__What to do__. In the listing below, change every occurrence of "keypoint" to "marker" and leave everything else as it is.

________________________

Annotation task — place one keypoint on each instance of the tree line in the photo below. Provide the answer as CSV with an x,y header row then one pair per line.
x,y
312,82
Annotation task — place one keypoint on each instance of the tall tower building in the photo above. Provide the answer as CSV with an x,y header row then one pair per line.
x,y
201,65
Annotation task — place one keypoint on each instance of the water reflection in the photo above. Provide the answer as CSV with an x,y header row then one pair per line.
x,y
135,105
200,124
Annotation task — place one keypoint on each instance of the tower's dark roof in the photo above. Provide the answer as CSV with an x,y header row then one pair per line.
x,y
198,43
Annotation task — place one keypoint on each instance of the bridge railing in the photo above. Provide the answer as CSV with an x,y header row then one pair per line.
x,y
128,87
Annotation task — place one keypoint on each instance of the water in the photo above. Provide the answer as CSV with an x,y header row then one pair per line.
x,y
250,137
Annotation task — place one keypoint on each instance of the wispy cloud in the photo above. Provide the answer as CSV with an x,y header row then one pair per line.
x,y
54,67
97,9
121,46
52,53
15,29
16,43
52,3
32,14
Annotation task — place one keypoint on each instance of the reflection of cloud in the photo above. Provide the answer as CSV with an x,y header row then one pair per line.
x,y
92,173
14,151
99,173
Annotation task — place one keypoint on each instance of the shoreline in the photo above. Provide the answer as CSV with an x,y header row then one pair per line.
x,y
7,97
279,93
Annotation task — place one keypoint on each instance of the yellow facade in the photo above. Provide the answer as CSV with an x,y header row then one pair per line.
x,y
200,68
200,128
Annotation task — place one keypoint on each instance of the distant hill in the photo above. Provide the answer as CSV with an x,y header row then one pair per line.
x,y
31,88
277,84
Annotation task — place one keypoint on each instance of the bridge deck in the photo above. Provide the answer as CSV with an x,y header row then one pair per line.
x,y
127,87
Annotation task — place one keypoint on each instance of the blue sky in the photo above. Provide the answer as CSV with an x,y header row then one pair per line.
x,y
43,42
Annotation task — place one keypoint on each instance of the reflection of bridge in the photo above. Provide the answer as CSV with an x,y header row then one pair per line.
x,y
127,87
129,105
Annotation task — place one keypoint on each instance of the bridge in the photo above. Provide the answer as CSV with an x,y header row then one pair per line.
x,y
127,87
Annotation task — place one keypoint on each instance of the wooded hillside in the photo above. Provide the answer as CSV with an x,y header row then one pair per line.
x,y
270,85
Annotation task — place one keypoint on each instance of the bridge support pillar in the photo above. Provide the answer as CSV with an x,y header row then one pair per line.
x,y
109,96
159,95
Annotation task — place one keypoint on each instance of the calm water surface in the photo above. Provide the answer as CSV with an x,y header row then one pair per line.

________________________

__Written solution__.
Annotation task — place one marker on each instance of the tree line in the photo below. Provide the answer as CSV with an x,y header row then one pair per line.
x,y
312,82
Annotation task — place one marker on each instance of the tall tower building in the photo above. Provide the answer as CSV with an x,y header row then one pair per line.
x,y
201,65
Annotation task — place one marker on each instance of the water reflection in the photo above. Provide the answer as CSV with an x,y header row then one pair per line.
x,y
135,105
200,124
Annotation task — place one marker on each instance of the tower's dark roof in the photo above. Provide the answer as CSV with an x,y header row then one pair per line.
x,y
198,43
Annotation task — place one marker on each instance of the bridge railing in the photo above. Provide the answer as CSV with an x,y header row then one pair per line.
x,y
128,87
Annotation task — place one marker on each instance of the water in the photo above. Provide the answer as CSV with an x,y header row then one pair per line.
x,y
250,137
Annotation task — place one marker on each instance of the wispy cloud in the photo above. Provide the answer as CSV with an x,y header row then one pair per line.
x,y
54,67
97,9
121,46
52,53
15,29
16,43
52,3
32,14
Annotation task — place one marker on each instance of the reflection of cloud in the photo above. Provide the answer as CSV with an x,y header row then one pair per line.
x,y
92,173
14,151
99,173
Annotation task — place one marker on each instance of the shoreline in the photo above. Provide the answer as CSV with an x,y header row then one pair per line.
x,y
7,97
279,93
Annotation task — place one marker on each instance of the yellow facade in the photo above. Provide the answer as CSV with an x,y header row then one pair per line.
x,y
200,68
200,128
Annotation task — place one marker on each instance of the distant hill in the photo above. Provide the answer as CSV with an x,y header row then one pair per line.
x,y
31,88
277,84
Annotation task — place one marker on each instance of the bridge deck in the photo above. Provide the answer as CSV with an x,y header row then one pair per line.
x,y
127,87
Annotation task — place one marker on each instance of the blue sky in the photo above. Provide the answer as CSV with an x,y header row then one pair per line.
x,y
43,42
Annotation task — place one marker on each instance of the reflection of bridge in the photo above. Provide the answer as CSV with an x,y header row then one pair per line.
x,y
127,87
129,105
Annotation task — place one marker on each instance of the bridge in the photo above. Provide the answer as CSV with an x,y header row then one pair per line.
x,y
127,87
Annotation task — place one marker on each instance of the wooded hillside in the photo above. Provide the answer as CSV with an x,y header row then one pair per line.
x,y
270,85
Annotation task — place one marker on each instance of the bridge support pillar in the photo above. Provide the answer as CSV with an x,y header row then one pair per line.
x,y
109,96
159,95
Annotation task — place one marker on each instance of the calm water surface in the photo above. Provide the answer as CSV with an x,y header row then one pair per line.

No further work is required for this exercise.